> _TASK PROMPT_
Restate the records below word for word, leaving nothing out.

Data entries
====================

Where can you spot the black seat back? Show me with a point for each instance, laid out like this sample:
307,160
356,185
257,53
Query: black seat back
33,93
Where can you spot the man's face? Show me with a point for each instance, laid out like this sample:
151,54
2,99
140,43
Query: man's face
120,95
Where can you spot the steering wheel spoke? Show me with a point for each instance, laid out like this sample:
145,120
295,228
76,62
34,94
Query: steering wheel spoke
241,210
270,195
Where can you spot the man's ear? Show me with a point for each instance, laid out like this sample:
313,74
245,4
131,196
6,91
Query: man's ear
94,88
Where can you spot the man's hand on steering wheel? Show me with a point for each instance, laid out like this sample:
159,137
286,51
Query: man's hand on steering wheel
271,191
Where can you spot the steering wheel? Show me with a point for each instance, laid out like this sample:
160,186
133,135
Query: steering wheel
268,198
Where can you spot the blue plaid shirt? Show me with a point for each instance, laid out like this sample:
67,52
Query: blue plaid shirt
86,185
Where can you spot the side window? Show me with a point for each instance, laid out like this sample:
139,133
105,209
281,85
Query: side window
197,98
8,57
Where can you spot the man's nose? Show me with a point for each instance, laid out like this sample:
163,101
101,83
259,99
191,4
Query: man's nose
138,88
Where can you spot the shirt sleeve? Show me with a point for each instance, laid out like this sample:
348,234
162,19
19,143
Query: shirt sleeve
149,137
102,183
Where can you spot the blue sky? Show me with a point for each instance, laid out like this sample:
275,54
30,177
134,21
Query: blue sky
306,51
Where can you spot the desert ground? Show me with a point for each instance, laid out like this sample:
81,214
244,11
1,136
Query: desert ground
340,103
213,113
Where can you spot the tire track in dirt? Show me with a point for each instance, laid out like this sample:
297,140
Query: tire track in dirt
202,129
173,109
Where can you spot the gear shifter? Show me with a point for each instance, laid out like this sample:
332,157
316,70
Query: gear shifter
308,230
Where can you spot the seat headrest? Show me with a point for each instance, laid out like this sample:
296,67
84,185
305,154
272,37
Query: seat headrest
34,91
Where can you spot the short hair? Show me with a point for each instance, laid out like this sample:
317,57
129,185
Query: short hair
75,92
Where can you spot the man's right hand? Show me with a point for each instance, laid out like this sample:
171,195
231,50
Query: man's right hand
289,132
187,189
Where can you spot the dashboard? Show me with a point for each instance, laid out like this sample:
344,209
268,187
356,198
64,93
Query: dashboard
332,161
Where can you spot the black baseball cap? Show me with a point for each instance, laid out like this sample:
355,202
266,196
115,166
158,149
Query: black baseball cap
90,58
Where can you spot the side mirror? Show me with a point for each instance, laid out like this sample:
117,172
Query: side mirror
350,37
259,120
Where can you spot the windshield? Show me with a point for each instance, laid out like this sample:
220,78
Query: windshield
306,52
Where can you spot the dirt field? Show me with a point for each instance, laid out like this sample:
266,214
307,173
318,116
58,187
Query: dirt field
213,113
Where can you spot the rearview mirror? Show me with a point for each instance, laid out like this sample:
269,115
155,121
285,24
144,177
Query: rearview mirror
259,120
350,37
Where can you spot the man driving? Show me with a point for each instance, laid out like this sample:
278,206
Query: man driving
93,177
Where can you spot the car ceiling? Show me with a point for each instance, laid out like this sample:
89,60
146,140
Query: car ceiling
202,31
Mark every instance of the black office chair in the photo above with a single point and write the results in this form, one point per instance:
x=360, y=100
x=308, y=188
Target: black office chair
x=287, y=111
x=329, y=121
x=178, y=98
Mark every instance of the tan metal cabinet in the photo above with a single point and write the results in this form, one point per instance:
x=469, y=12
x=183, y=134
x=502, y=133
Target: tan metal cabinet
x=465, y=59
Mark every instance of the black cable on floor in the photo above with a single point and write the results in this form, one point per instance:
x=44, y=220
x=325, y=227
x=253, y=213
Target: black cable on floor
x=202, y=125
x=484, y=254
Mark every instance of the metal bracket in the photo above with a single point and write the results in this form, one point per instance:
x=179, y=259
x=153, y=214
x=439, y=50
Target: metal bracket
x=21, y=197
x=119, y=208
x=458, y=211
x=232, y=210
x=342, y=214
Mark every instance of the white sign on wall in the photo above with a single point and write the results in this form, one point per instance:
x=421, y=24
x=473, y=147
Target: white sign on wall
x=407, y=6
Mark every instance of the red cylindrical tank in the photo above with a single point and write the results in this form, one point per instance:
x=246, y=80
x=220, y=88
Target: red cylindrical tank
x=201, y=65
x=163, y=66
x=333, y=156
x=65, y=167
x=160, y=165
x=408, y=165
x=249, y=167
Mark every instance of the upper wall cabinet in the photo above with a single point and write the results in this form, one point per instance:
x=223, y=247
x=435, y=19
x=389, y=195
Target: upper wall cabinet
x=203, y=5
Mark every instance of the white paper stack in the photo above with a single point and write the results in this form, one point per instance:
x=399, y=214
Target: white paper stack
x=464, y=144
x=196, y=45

====================

> _TASK RESULT_
Where can you spot the black seat back? Show me with a point for each instance, laid out like this sample:
307,160
356,185
257,53
Query: black seat back
33,93
Where can you spot the man's face? Show me with a point for each instance, laid out like this sample:
151,54
2,99
140,43
Query: man's face
120,95
Where can you spot the steering wheel spoke? Show me with a point for each instance, laid out like this sample:
145,120
295,228
76,62
34,94
Query: steering wheel spoke
241,210
270,195
Where can you spot the man's ear? Show me with a point for each instance, laid out like this sample:
313,74
245,4
131,196
6,91
Query: man's ear
94,88
Where can you spot the man's hand on steering wheel? Show me with a point for each instance, laid out like this sample:
159,137
286,51
Query: man's hand on steering wheel
271,191
Where can you spot the steering wheel? Show me with a point for each instance, laid out like this sample:
160,186
133,135
Query: steering wheel
268,198
Where can you spot the blue plaid shirt? Show me with a point for each instance, laid out like this sample:
67,52
Query: blue plaid shirt
86,185
Where can you spot the side window? Show me with a point for each instance, laid out like this sample:
139,133
105,209
281,85
Query: side window
197,98
8,57
Where can you spot the man's nose? Show me with a point for each instance, laid out like this sample:
163,101
101,83
259,99
191,4
Query: man's nose
138,88
Where can you spot the shirt sleeve? Show me with a point for each instance, laid out like this sample:
348,234
162,19
19,143
Query: shirt sleeve
149,137
102,183
Where can you spot the blue sky? Show me with a point for each instance, laid out like this sample:
275,54
30,177
134,21
Query: blue sky
306,51
Where can you spot the desert ground? Show me with a point for each instance, laid out like this sample:
81,214
244,11
1,136
Query: desert ground
340,103
213,113
Where can you spot the tire track in dirt? Show me with a point for each instance, laid out like this sample:
297,140
Query: tire track in dirt
202,129
173,109
Where can you spot the gear shifter? Show me with a point for each instance, laid out like this sample:
332,157
316,70
Query: gear shifter
308,230
Where can you spot the seat headrest? Show me with a point for each instance, laid out like this sample:
296,67
84,185
305,154
272,37
Query: seat headrest
34,91
Where can you spot the short hair? Show me with a point for each instance, laid out like this sample:
317,57
129,185
Query: short hair
75,92
Where can you spot the man's right hand? Show me with a point for each instance, laid out like this sample:
171,195
231,50
Query: man's right hand
289,132
187,189
Where can you spot the dashboard? Show me with a point for each instance, laid out like this sample:
344,209
268,187
356,198
64,93
Query: dashboard
332,161
Where can you spot the black baseball cap? Show me with a point for each instance, laid out like this sample:
355,202
266,196
115,166
158,149
Query: black baseball cap
90,58
Where can you spot the side mirror? Show me with a point for each instance, laid out like this sample:
117,172
Query: side mirror
350,37
259,120
Where can you spot the windshield? Show me with a point for each instance, laid out like this sample:
220,78
Query: windshield
306,52
Where can you spot the dirt field? Show me with a point for each instance, laid out like this sample:
266,214
307,173
318,116
58,187
Query: dirt field
213,113
Where can you spot the rearview mirror? Show me with a point for each instance, laid out like this sample:
269,115
155,121
285,24
144,177
Query: rearview mirror
259,120
350,37
Where can you spot the man driving? Show me with a point for each instance, laid out like this sample:
278,206
Query: man driving
93,177
Where can you spot the car ceiling? Show me with a point for each instance, laid out like this sample:
89,60
146,140
Query: car ceiling
202,31
Mark every instance of the black office chair in the photo above with a single point and write the results in this form, one point per instance:
x=360, y=100
x=308, y=188
Target: black office chair
x=287, y=111
x=329, y=121
x=178, y=98
Mark every instance of the tan metal cabinet in the photo above with a single point and write the results in this form, one point per instance:
x=469, y=12
x=183, y=134
x=502, y=133
Target: tan metal cabinet
x=465, y=59
Mark every instance of the black cable on floor in the photo above with a single point and write the results in this form, one point per instance:
x=44, y=220
x=325, y=227
x=253, y=213
Target: black cable on floor
x=202, y=125
x=484, y=254
Mark every instance of the metal bracket in the photo above with a single point and write the results in this form, one point per instance:
x=179, y=259
x=153, y=214
x=439, y=50
Target: metal bracket
x=21, y=197
x=119, y=208
x=458, y=211
x=232, y=210
x=342, y=214
Mark every instance of the white sign on wall in the photo above with a single point and write the results in this form, one point per instance:
x=421, y=24
x=473, y=147
Target: white sign on wall
x=407, y=6
Mark every instance of the red cylindrical tank in the photo above with a single point and write the results in this form, one point per instance:
x=246, y=80
x=220, y=88
Target: red cylindrical tank
x=201, y=65
x=163, y=66
x=333, y=156
x=65, y=167
x=160, y=165
x=408, y=165
x=249, y=167
Mark every instance of the upper wall cabinet in the photo above with a single point and write the results in this form, one point per instance:
x=223, y=247
x=435, y=19
x=389, y=195
Target: upper wall cabinet
x=203, y=5
Mark every instance of the white paper stack in the photo above with a single point and write the results in this form, one point per instance:
x=399, y=214
Target: white paper stack
x=464, y=144
x=196, y=45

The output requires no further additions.